[RECORDS TO PROCESS start]
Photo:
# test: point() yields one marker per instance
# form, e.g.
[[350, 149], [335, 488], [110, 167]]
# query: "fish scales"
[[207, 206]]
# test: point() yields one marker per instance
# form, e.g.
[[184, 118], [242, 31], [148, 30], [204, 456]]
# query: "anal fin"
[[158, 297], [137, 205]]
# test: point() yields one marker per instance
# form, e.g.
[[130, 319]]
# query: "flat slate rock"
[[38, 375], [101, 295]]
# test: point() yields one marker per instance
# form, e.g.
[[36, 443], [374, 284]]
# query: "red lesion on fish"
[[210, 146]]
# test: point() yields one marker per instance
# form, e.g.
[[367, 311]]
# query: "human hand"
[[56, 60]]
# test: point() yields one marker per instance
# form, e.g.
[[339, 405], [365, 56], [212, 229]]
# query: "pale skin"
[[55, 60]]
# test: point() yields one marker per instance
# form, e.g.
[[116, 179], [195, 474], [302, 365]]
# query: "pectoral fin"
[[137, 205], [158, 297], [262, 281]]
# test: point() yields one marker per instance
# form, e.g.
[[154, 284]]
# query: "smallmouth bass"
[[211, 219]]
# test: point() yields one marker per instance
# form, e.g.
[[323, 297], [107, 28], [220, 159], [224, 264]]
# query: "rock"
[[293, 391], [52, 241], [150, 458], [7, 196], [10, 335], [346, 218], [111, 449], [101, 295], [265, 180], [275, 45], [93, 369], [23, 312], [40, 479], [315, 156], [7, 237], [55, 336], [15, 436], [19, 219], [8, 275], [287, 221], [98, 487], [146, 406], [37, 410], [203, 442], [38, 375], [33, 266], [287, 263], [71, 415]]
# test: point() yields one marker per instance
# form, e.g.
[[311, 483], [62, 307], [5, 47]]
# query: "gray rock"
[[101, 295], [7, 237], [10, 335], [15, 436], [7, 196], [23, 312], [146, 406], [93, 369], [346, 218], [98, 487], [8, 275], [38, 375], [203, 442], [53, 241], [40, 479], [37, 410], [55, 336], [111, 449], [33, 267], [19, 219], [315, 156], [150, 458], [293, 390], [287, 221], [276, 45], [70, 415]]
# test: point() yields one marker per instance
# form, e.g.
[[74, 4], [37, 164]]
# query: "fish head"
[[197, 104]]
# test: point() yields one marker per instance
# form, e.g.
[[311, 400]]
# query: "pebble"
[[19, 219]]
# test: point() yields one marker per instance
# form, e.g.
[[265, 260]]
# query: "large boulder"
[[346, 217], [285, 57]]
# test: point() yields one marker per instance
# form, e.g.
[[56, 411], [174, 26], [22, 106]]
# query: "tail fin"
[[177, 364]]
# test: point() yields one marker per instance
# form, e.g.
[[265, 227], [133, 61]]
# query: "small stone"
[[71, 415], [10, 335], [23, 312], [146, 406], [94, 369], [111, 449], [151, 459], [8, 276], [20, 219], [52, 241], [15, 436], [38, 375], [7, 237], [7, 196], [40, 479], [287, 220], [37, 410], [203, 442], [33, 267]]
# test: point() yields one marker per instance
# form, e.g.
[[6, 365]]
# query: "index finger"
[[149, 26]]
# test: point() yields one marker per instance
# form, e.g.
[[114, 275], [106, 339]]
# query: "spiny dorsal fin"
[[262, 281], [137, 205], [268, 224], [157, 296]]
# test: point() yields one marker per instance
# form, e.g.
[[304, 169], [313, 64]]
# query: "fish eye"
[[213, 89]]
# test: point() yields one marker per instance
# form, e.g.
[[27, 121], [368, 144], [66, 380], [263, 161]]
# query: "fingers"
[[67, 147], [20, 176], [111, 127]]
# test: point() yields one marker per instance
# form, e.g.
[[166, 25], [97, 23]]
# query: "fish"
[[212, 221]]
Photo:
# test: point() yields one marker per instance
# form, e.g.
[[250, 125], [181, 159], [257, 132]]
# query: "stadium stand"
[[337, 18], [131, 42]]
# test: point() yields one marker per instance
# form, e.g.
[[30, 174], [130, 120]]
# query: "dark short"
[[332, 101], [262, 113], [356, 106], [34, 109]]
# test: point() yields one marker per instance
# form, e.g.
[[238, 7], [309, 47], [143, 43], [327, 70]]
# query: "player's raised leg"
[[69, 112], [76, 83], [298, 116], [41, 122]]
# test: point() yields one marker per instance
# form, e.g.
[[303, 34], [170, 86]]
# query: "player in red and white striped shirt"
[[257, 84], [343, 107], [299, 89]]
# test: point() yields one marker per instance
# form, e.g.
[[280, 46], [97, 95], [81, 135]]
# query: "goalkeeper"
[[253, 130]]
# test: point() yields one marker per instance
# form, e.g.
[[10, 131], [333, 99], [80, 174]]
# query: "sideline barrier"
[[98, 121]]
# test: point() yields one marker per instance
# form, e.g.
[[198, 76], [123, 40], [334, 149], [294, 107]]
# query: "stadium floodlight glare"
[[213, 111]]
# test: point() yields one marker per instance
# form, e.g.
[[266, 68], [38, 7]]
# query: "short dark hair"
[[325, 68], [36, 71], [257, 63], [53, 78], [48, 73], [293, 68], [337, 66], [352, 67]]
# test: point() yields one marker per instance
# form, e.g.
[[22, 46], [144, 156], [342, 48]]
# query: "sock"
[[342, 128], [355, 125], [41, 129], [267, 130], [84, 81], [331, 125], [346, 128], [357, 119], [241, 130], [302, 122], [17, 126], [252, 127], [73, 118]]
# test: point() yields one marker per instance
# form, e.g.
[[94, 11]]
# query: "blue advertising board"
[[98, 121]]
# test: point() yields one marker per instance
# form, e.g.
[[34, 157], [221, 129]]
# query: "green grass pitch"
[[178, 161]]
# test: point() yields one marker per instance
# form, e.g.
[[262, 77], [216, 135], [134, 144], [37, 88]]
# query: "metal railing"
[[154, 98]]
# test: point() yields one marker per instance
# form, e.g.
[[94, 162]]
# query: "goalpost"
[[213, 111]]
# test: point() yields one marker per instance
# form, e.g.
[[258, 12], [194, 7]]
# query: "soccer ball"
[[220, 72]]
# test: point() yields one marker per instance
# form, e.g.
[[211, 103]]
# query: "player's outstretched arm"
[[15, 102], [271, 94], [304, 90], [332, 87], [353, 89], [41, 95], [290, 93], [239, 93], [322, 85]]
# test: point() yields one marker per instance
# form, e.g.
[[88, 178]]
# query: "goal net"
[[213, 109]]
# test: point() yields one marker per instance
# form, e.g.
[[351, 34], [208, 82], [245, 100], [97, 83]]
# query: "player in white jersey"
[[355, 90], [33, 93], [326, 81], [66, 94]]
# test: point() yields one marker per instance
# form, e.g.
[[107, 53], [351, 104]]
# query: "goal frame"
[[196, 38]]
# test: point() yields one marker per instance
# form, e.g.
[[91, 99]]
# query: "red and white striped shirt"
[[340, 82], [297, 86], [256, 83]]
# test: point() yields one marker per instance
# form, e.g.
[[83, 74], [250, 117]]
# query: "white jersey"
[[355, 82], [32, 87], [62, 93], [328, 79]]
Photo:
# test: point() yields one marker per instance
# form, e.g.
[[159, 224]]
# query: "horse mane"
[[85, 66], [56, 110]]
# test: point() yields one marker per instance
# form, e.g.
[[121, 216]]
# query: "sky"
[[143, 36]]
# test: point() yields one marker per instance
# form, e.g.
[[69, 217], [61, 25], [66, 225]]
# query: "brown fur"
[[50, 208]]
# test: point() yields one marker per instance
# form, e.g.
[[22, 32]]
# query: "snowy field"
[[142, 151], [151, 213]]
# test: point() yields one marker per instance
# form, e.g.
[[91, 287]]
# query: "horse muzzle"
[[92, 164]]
[RECORDS TO PROCESS end]
[RECORDS TO PROCESS start]
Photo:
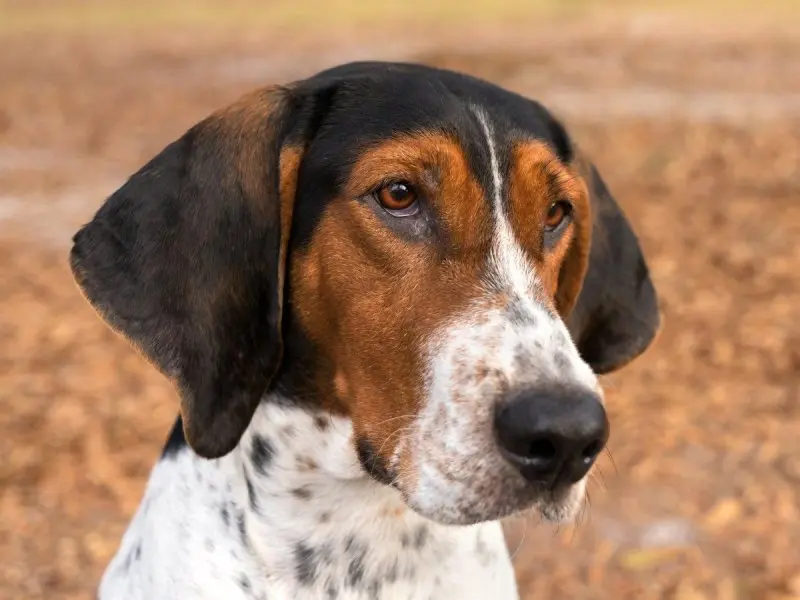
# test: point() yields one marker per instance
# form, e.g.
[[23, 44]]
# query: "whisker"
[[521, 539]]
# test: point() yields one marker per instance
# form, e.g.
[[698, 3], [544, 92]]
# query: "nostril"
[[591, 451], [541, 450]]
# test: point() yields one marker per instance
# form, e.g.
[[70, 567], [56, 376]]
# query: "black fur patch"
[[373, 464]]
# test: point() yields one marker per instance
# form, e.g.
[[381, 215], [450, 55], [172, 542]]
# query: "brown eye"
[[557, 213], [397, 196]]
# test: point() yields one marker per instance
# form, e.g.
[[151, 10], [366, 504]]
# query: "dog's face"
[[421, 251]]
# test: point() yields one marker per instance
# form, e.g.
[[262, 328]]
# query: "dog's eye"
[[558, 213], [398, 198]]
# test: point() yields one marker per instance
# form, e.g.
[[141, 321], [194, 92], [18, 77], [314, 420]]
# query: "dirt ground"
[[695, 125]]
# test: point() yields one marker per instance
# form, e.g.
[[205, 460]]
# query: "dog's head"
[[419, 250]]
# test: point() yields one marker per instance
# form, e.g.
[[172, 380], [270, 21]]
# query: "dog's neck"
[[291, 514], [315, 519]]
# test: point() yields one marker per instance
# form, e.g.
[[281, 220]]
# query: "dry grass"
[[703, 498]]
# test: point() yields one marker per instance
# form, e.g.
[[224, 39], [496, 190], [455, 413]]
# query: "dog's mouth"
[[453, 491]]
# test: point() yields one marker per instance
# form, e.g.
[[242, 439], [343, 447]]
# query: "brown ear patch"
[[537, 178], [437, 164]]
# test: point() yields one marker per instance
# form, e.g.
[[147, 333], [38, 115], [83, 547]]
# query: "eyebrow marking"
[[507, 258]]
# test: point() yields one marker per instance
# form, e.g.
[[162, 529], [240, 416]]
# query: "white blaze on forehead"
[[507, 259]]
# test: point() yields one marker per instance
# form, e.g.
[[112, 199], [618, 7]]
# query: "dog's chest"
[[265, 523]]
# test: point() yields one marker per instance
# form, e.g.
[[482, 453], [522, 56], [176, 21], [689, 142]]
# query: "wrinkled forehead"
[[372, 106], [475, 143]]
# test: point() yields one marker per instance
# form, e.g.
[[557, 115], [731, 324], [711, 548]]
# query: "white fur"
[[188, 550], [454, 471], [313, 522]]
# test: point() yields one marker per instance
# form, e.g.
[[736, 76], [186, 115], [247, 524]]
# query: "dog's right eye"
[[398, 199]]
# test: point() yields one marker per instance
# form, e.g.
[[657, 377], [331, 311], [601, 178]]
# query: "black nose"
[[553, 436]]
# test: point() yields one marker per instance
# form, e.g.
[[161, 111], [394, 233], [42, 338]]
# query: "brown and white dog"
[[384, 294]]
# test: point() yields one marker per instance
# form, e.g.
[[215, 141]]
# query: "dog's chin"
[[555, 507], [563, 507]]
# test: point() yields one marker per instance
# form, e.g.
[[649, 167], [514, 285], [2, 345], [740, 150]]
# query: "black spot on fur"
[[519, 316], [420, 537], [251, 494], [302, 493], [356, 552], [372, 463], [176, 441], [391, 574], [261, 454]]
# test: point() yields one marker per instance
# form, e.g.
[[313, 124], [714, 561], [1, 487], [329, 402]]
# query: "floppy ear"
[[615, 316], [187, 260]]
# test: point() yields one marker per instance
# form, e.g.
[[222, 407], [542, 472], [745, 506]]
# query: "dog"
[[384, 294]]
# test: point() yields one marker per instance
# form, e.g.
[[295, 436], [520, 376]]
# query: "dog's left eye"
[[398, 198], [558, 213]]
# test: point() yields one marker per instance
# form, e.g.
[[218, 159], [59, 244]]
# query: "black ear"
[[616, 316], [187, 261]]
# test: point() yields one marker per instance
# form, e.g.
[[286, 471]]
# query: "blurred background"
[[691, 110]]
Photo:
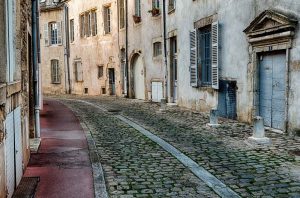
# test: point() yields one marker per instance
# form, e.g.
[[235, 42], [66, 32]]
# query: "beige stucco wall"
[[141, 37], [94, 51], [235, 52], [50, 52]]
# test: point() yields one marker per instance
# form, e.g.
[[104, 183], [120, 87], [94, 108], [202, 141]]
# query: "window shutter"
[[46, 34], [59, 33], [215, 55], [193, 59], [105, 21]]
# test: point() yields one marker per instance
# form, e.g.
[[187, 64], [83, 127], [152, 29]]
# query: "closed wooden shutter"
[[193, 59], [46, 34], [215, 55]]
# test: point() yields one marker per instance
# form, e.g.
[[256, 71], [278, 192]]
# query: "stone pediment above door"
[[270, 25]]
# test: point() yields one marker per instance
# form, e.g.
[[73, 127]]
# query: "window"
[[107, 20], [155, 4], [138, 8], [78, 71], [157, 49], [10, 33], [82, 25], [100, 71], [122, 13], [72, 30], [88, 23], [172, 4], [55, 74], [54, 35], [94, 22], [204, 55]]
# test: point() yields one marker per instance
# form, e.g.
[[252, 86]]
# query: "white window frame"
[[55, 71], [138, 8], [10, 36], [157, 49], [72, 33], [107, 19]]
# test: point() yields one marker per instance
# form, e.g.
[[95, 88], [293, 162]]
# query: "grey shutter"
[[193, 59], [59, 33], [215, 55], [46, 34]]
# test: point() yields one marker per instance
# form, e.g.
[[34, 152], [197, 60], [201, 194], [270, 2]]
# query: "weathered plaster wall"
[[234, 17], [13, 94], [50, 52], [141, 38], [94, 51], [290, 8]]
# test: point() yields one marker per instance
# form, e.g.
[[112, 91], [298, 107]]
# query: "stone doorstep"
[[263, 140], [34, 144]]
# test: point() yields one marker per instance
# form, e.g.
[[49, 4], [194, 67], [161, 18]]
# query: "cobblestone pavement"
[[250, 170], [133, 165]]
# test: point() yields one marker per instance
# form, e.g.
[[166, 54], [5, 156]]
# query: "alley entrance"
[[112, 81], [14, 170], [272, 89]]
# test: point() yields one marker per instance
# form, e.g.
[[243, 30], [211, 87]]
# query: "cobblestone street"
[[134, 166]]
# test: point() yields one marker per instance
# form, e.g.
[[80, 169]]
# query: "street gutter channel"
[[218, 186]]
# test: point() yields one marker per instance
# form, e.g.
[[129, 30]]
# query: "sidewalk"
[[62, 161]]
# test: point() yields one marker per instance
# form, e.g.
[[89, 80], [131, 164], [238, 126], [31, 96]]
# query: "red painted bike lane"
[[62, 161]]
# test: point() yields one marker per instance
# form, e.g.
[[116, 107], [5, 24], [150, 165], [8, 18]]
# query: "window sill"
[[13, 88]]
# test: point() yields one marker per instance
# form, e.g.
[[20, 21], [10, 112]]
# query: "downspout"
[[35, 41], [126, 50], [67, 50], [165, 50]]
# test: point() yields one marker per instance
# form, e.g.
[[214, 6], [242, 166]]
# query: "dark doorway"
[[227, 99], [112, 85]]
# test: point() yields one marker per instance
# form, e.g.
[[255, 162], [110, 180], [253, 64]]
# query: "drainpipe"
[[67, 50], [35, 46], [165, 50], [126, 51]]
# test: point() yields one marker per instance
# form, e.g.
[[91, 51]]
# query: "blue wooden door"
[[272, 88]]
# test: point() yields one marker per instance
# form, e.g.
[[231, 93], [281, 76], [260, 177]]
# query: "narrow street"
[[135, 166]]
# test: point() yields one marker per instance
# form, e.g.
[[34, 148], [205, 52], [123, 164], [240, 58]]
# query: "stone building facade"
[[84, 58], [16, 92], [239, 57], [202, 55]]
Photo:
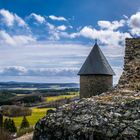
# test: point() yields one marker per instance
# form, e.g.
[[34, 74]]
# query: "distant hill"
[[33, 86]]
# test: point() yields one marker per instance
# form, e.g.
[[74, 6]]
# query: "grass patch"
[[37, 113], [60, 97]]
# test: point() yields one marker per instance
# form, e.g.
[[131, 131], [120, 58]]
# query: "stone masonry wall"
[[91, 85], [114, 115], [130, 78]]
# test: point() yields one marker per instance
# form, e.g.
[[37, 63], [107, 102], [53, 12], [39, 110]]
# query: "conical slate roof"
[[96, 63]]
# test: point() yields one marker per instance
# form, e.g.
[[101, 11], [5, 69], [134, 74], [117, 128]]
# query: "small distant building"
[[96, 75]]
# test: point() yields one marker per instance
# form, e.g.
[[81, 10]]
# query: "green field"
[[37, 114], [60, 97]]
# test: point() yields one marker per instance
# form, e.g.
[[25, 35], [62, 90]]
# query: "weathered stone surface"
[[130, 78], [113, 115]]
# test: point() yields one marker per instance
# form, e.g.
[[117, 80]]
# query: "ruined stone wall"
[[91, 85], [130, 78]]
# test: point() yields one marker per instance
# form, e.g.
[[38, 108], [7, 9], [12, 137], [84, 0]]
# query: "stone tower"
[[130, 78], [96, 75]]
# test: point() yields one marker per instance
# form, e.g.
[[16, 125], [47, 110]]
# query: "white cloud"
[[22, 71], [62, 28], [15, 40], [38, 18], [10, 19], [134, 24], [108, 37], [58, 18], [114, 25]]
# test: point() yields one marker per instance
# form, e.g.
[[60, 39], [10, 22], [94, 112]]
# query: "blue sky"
[RECORDS TO PROCESS end]
→ REQUIREMENT
Copy out every line of the rows above that contains the word "forehead".

→ REPLY
# query: "white blaze on forehead"
# query: "wrinkled forehead"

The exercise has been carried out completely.